Start of Reading text

This is my final album - Mr Vegas to focus more on singles


August 09, 2016
Mr Vegas

n Mr Vegas to focus more on singles

Jamaican music superstar Mr Vegas has officially declared his forthcoming project, 'This Is Dancehall', his final dancehall album.

The highly anticipated set will be released on September 23 on the artiste's own MV Music record label and will be distributed worldwide by VP Associated Labels (VPAL).

Mr Vegas, who celebrates his 20th anniversary in entertainment next year, admits that it was a tough decision but says his hand was forced by the current state of the industry.

"The days when dancehall acts were selling albums are basically over," explains the veteran artiste. "It is very expensive to produce an album, and most times, in this Internet era, you take a loss. The business is back to being more single driven, so that is where I will be concentrating my efforts when it comes to dancehall."

Part history lesson and part tribute, Mr Vegas says the new album was inspired by the recent surge of dancehall-influenced records being played on major platforms around the world. "I also noticed mainstream artistes were tapping heavily into the genre and not giving credit where credit is due," he reasons. "I've spent 20 years of my life making dancehall. This album kicks in the door, musically speaking, and claims our rightful seat at the table."

The lead single Dancehall Dabb and its supporting video is already a fan favourite on VEVO, with more than 700,000 views. The remix, featuring rising UK rap diva, Nadia Rose, and Jamaica-born UK-bred deejay Don AndrE, is beginning to chart in the UK and Europe. Also gaining traction is the infectious single and video for Identify My Love, steadily approaching 200,000 views.

Mr Vegas dropped a third clip from the album last weekend, for Own Leader, an autobiographical tune about the backlash he received for speaking up about issues related to the cultural appropriation of dancehall. Recorded on an update of the Steelie and Clevie rhythm for Tippa Lee and Rappa Robert's 1980s hit Nuh Trouble We, the song evokes a vintage dancehall sound.

"This was one of my favourite tracks as a kid," reminisces Vegas. "I was happy to rework it because it's representative of the dancehall era where beats had such great basslines you had no choice but to move when it was played!"

End of Reading text
Start of Exercise data

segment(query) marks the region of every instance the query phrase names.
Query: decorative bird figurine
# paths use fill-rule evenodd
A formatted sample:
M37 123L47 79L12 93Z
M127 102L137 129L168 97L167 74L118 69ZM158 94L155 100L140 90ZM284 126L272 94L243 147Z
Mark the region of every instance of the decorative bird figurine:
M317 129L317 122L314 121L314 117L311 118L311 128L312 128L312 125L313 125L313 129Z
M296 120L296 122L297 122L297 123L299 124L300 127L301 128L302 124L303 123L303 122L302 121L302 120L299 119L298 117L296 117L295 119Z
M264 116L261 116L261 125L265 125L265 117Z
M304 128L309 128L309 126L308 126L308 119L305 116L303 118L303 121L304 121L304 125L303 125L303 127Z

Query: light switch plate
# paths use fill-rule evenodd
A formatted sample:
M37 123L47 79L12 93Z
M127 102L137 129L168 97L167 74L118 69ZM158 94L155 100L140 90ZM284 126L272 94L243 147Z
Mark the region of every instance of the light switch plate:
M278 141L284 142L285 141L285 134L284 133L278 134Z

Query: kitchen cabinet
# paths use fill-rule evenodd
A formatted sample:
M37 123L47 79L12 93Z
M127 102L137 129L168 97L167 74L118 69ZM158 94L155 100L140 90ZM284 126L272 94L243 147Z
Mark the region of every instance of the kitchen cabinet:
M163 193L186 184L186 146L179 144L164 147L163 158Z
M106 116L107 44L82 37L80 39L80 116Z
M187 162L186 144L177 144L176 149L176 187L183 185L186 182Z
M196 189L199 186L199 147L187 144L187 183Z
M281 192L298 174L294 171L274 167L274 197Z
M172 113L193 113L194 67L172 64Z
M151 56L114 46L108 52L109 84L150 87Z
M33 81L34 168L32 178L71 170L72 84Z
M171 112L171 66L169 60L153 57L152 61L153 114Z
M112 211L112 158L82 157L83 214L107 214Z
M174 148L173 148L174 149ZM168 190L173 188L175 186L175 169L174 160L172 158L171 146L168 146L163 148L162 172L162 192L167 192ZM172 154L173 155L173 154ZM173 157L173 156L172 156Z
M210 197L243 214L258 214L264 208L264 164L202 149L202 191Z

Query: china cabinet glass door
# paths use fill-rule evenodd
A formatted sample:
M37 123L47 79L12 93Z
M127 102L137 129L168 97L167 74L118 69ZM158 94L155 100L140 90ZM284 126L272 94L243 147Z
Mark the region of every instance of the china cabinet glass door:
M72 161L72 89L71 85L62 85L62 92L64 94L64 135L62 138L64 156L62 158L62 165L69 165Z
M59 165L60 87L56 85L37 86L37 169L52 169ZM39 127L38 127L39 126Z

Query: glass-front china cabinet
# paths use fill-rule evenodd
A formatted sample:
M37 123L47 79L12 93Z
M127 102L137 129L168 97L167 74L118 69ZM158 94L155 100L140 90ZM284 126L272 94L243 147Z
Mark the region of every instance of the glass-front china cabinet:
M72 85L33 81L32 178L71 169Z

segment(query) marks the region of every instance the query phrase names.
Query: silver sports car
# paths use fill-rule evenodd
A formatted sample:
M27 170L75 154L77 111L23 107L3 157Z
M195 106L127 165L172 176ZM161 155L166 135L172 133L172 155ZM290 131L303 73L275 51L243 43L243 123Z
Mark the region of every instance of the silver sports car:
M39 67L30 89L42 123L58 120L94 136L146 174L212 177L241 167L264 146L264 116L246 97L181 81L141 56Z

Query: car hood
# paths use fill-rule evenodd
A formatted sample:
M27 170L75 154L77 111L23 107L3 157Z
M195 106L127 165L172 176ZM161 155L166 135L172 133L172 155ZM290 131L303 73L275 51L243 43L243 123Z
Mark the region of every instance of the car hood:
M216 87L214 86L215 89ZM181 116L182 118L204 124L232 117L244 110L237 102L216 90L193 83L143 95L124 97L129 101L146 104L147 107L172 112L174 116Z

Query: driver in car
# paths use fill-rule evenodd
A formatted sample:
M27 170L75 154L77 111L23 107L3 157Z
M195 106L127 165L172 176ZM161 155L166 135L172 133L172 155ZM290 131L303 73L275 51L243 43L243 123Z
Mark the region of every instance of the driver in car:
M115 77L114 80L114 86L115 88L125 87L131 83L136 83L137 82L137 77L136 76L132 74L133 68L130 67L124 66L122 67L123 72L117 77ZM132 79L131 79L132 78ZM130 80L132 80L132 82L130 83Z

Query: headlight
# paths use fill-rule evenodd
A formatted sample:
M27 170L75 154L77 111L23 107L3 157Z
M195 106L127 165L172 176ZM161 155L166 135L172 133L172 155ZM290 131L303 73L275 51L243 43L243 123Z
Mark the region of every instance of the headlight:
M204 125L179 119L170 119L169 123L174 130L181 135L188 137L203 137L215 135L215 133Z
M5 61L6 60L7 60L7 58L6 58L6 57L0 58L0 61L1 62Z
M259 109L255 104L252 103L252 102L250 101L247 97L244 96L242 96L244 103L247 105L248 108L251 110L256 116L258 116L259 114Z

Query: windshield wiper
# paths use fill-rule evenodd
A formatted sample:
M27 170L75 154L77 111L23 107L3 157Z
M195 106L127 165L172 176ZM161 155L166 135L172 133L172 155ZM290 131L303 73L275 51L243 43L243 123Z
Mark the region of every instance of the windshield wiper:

End of Exercise data

◆ Task requirements:
• 1. Write out the passage of the Mr Vegas article that starts at "This is my final" and ends at "of the industry.", copying it word for word.
• 2. Based on the Mr Vegas article, answer yes or no to each statement and quote the words that decide it. (a) VP Associated Labels will distribute the album worldwide. (b) Mr Vegas celebrates his 20th anniversary in entertainment this year. (c) Own Leader was recorded on a rhythm from a 1990s hit.

◆ Solved problems:
• 1.
This is my final album - Mr Vegas to focus more on singles


August 09, 2016
Mr Vegas

n Mr Vegas to focus more on singles

Jamaican music superstar Mr Vegas has officially declared his forthcoming project, 'This Is Dancehall', his final dancehall album.

The highly anticipated set will be released on September 23 on the artiste's own MV Music record label and will be distributed worldwide by VP Associated Labels (VPAL).

Mr Vegas, who celebrates his 20th anniversary in entertainment next year, admits that it was a tough decision but says his hand was forced by the current state of the industry.

• 2.
(a) Yes: "will be distributed worldwide by VP Associated Labels (VPAL)"
(b) No: "who celebrates his 20th anniversary in entertainment next year"
(c) No: "Tippa Lee and Rappa Robert's 1980s hit Nuh Trouble We"